(Selected extract)
---

Middle East Respiratory Syndrome

An Overview of MERS

The Centers for Disease Control and Prevention (CDC) reported a viral respiratory illness in Saudi Arabia in 2012 now known as Middle East Respiratory Syndrome. MERS is caused by a coronavirus called MERS-CoV. A coronavirus causes upper-respiratory tract illness. Most people will contract a coronavirus throughout their lifetime, usually in childhood. The name “coronavirus” comes from the crown-like spikes on the surface of the virus. Specifically, the MERS illness includes symptoms such as fever, coughing, and shortness of breath and approximately thirty percent of people who have contracted the illness died but there were often times underlying causes. So far, the only areas affected by this infection are in or near the Arabian Peninsula and MERS is spread by close contact with another person. The incubation period for MERS is between two to fourteen hours.



Where did MERS first appear?

While there is no clear answer to this question the CDC believes that MERS first came from an animal source because the virus has been found in camels in countries like Qatar, Oman, Egypt, and Saudi Arabia and in a bat in Saudi Arabia.


Do I have MERS?

Common symptoms of MERS include a cough, fever and shortness of breath as stated above, but in addition, some people have problems with nausea, vomiting, and diarrhea and severe symptoms consist of pneumonia and kidney failure. As far as researchers know, people with previous medical complications or a weakened immune system are more likely to be infected by the Middle East Respiratory Syndrome. Some of these previous medical complications include; diabetes, cancer, chronic lung, heart, and kidney disease.

How do I protect myself?

Everyday preventative measures work best when protecting oneself against MERS according to the CDC. Washing your hands with soap and water, cover your nose and mouth when you cough, avoid close personal contact like kissing, sharing cups or utensils with those who are sick. Try not to touch your eyes, nose and mouth with unwashed hands and be sure to clean and disinfect surfaces that are often touched.

---

(Provided material)

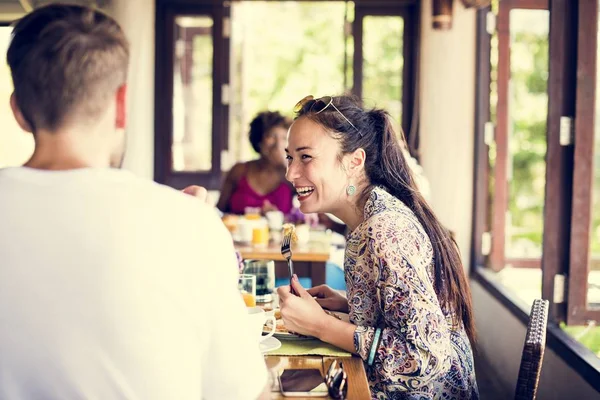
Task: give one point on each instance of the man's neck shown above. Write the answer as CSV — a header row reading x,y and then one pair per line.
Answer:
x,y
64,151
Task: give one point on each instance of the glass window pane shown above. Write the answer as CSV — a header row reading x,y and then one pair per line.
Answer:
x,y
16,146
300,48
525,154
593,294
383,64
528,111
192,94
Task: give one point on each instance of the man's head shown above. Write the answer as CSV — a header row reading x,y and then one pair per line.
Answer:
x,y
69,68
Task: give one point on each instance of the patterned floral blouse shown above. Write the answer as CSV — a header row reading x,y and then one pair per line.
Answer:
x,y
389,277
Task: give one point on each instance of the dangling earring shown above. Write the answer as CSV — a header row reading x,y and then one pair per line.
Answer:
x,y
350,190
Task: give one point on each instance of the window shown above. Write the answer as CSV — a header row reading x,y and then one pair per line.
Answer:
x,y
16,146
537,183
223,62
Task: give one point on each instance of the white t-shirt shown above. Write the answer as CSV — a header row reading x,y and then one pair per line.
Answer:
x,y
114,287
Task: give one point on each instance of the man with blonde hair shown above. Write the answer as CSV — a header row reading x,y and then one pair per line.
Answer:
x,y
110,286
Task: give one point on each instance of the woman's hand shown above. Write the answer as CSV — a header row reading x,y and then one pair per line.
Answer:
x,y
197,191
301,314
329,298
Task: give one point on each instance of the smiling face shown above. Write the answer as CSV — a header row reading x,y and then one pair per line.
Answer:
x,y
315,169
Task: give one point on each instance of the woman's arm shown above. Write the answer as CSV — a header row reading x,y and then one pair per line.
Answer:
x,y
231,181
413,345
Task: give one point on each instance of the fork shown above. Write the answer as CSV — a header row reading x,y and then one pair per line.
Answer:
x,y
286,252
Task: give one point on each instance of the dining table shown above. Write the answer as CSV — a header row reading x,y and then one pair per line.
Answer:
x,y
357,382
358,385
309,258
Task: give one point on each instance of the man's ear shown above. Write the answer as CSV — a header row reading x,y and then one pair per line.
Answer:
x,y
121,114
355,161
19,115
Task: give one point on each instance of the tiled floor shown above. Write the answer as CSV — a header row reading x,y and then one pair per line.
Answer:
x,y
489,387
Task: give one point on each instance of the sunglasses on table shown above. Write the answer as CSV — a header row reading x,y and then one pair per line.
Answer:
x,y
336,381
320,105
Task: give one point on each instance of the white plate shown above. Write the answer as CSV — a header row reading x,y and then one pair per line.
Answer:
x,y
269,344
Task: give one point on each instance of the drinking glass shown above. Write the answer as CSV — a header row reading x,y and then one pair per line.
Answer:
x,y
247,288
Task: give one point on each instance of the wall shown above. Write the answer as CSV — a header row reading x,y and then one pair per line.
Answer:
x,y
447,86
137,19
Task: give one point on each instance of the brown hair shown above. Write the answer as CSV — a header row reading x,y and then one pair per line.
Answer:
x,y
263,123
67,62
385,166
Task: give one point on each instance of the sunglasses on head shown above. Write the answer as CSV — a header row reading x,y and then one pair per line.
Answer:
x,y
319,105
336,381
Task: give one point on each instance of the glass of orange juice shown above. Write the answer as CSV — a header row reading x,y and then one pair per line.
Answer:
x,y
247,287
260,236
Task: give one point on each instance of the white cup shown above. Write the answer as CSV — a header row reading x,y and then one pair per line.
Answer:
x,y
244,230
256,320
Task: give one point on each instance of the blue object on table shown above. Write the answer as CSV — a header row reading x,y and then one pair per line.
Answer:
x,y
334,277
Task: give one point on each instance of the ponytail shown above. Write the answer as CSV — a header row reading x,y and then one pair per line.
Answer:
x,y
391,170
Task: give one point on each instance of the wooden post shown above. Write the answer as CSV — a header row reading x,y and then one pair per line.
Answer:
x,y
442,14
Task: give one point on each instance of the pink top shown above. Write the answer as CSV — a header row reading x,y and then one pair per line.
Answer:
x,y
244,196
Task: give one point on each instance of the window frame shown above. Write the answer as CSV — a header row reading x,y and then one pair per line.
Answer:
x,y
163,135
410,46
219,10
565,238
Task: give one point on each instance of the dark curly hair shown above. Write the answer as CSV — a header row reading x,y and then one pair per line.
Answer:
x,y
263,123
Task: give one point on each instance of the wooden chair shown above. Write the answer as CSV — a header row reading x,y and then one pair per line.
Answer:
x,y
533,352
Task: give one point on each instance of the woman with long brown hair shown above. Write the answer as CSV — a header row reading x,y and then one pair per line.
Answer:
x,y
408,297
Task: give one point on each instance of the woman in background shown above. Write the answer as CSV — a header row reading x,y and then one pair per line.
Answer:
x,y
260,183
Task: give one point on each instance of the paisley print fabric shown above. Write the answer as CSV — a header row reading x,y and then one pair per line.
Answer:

---

(Work to be completed) How would you rewrite the paragraph in the MERS overview that begins "Everyday preventative measures" as a brief list that keeps its main facts? The data above is separate material, apart from the MERS overview.

(Expected output)
According to the CDC, everyday preventive measures protect best against MERS:
- Wash your hands with soap and water.
- Cover your nose and mouth when you cough.
- Avoid close personal contact with sick people, such as kissing or sharing cups or utensils.
- Don't touch your eyes, nose, or mouth with unwashed hands.
- Clean and disinfect frequently touched surfaces.